**Task details:**
Copy each line of the records that holds the string "wheel".
+-------+
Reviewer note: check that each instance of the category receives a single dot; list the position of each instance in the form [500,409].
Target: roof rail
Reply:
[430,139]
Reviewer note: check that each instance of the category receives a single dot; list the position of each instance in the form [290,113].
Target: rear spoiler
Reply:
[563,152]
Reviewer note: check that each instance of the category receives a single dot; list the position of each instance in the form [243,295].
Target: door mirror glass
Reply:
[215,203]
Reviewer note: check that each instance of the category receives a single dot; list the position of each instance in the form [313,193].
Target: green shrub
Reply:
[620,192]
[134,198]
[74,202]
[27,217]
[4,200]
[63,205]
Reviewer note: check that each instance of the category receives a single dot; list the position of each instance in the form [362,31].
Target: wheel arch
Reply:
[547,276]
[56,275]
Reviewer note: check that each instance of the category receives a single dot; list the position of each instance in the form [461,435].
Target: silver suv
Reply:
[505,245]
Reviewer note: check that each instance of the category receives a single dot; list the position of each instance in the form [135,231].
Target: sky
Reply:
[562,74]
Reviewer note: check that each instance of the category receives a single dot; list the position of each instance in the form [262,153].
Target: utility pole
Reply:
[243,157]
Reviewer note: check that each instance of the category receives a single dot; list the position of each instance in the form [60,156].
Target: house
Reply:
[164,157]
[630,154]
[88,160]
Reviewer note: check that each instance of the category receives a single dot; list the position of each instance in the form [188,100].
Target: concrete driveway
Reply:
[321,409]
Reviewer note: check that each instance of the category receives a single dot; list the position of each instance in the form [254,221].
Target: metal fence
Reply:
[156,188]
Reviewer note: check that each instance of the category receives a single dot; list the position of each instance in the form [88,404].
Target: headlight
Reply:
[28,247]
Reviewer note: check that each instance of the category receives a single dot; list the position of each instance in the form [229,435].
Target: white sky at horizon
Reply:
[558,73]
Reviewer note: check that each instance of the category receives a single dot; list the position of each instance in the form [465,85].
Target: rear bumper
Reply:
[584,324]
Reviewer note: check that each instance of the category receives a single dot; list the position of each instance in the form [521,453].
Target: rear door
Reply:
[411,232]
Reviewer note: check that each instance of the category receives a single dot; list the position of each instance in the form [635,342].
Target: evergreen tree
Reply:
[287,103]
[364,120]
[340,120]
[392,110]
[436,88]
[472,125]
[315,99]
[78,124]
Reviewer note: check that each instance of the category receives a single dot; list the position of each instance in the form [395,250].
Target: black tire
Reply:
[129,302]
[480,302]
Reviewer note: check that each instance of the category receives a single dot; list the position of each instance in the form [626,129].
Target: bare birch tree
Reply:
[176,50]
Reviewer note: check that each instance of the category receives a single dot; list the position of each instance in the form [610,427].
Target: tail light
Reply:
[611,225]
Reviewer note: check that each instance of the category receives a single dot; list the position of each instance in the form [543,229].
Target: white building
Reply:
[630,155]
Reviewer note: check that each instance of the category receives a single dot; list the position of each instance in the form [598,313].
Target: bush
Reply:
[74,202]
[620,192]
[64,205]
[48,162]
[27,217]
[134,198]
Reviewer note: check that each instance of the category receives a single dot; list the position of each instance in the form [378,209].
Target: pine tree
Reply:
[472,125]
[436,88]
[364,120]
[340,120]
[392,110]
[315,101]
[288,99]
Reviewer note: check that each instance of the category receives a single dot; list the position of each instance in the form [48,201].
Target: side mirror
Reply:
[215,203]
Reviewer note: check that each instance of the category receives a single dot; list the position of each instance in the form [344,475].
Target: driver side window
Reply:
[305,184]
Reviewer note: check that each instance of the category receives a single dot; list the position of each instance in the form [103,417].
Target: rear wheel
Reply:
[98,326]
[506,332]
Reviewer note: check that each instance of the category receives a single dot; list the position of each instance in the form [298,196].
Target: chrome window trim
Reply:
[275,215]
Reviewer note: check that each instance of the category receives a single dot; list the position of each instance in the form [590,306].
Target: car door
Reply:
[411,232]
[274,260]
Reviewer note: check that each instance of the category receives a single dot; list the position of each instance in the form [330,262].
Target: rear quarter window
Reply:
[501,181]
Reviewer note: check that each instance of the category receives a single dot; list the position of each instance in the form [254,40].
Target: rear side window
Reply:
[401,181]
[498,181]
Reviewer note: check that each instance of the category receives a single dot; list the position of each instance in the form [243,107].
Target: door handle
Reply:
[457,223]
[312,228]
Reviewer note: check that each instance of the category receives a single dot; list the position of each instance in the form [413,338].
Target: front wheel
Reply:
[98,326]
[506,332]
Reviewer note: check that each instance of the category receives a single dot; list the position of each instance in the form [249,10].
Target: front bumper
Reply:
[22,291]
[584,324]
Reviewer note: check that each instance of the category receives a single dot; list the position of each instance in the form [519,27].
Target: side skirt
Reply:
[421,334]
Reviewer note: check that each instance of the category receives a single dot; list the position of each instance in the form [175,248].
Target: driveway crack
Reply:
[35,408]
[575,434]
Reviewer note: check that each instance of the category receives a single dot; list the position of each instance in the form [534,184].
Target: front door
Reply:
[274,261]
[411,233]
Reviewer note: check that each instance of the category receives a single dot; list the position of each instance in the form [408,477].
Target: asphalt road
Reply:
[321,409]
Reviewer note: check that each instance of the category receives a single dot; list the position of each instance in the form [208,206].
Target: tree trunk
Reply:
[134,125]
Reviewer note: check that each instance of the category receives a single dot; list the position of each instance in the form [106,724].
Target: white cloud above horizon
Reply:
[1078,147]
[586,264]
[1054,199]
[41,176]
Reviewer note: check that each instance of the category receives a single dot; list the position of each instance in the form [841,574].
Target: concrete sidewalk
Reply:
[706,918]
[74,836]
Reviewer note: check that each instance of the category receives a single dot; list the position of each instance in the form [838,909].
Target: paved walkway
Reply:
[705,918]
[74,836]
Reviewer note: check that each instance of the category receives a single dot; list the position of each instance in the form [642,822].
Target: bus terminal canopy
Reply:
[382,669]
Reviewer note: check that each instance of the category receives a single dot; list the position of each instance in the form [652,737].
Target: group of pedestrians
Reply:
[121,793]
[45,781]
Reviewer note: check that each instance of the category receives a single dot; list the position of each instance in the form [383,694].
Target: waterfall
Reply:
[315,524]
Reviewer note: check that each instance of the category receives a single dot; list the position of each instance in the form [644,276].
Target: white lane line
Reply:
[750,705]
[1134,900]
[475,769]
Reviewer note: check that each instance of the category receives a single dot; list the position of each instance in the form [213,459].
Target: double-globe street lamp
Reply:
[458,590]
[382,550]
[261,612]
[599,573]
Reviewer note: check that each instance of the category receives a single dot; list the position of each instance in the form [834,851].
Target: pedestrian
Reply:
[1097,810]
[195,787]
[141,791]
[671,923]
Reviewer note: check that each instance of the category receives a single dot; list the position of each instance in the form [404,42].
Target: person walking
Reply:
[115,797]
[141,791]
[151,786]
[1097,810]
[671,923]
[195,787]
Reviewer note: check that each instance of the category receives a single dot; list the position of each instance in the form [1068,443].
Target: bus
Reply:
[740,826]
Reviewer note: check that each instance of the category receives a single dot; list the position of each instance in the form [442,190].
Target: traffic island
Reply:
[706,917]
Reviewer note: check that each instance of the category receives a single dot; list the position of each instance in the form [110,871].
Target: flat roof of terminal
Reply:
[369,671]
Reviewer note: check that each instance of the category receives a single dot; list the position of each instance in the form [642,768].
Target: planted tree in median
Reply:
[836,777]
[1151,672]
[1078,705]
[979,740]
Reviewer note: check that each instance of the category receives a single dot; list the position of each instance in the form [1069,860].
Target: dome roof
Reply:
+-------+
**Exercise solution:**
Target: wheel arch
Target: rear wheel
Target: front wheel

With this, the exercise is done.